▶ **Set task**
Rewrite the stretch of rows from the start through the line containing "0,213 -> 11,248", both ends included, with the requests kept as they are. Multiply every bounding box coordinate in the answers by 2.35 and round each to a whole number, with halves rounded up.

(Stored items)

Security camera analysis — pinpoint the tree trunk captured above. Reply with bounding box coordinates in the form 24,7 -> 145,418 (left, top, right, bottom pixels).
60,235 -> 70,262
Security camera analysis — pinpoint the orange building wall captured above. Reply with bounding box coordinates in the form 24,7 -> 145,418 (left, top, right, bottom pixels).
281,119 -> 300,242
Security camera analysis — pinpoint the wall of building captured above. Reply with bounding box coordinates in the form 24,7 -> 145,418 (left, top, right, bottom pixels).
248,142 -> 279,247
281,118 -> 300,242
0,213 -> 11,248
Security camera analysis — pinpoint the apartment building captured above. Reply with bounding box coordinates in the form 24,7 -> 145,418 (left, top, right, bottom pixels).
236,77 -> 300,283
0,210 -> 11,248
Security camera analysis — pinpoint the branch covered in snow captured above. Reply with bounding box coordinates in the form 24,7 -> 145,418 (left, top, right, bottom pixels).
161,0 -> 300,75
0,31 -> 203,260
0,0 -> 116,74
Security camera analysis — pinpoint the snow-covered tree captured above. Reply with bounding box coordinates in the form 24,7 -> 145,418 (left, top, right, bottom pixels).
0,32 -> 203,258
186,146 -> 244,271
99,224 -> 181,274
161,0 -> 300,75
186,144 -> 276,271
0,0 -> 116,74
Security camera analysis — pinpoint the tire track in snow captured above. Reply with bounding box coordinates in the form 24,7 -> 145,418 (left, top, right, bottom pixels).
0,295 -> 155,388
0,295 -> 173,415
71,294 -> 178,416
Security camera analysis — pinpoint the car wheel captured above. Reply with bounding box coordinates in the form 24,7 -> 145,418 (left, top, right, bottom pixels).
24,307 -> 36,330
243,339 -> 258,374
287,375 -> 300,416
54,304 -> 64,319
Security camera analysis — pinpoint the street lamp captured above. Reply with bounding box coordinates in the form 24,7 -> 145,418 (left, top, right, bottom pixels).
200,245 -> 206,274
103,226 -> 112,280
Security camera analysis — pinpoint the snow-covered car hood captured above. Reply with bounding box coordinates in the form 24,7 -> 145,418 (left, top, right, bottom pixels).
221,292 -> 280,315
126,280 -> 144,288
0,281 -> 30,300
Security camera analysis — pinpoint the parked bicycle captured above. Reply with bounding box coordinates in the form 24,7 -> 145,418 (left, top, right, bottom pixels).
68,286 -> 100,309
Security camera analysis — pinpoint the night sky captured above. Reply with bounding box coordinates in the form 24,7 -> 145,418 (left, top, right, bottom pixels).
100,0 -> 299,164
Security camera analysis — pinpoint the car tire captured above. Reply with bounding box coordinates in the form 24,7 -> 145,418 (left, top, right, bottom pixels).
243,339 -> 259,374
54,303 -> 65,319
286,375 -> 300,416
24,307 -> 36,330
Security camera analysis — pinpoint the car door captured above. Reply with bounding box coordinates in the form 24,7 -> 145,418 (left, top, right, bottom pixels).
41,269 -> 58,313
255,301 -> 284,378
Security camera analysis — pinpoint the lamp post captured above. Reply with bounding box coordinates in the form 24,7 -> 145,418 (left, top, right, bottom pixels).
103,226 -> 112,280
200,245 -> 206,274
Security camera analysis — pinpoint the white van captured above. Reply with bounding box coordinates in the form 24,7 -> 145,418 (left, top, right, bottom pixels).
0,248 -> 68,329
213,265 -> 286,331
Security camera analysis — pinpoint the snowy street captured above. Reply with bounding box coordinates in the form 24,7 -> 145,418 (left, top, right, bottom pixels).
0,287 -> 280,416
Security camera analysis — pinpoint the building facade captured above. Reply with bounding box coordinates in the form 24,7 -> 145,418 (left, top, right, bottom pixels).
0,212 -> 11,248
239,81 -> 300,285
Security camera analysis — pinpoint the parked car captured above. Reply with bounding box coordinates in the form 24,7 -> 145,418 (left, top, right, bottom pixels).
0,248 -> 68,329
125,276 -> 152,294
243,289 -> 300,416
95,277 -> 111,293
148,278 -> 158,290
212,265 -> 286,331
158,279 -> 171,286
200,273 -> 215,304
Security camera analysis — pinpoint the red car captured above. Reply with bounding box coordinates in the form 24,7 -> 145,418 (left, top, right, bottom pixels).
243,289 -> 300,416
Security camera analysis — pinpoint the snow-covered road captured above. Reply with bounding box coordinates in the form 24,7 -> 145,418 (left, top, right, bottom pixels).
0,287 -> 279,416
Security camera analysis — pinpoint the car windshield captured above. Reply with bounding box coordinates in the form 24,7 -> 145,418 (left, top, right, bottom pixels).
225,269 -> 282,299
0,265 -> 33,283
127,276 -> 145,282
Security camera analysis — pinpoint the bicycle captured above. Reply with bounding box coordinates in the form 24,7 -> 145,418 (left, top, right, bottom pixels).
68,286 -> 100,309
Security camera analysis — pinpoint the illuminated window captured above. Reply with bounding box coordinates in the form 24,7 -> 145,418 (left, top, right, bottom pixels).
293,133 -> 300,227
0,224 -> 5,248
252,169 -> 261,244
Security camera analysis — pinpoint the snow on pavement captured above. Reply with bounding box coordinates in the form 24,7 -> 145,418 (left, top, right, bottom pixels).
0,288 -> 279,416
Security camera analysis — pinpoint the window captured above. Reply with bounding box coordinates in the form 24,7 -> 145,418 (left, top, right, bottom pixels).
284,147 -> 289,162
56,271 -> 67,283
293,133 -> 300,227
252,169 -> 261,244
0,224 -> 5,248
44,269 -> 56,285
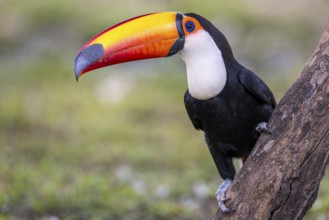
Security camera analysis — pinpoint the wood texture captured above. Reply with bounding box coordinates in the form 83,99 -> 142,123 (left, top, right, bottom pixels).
214,24 -> 329,220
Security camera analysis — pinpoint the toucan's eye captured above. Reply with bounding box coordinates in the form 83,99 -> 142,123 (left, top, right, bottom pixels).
185,21 -> 195,33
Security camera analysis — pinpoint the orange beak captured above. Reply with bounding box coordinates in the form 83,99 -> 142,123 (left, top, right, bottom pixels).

▶ **Answer for the task**
Security camera analysis — pinpoint the tree trunk captured above. Reply with bounding box coordinates in the form 24,7 -> 145,418 (left, top, right, bottom pixels).
141,552 -> 165,616
Security camera analysis — pinpoint the orange building wall captured above. Reply with bounding box coordinates in the form 24,7 -> 145,418 (left, top, right, bottom pixels).
660,280 -> 705,569
Security camera analysis — pinpoint the wall of building captured above. Reply with bounding box coordinates in the form 24,7 -> 145,418 (left, top, right, bottom pixels).
583,334 -> 656,580
660,277 -> 705,569
0,501 -> 26,583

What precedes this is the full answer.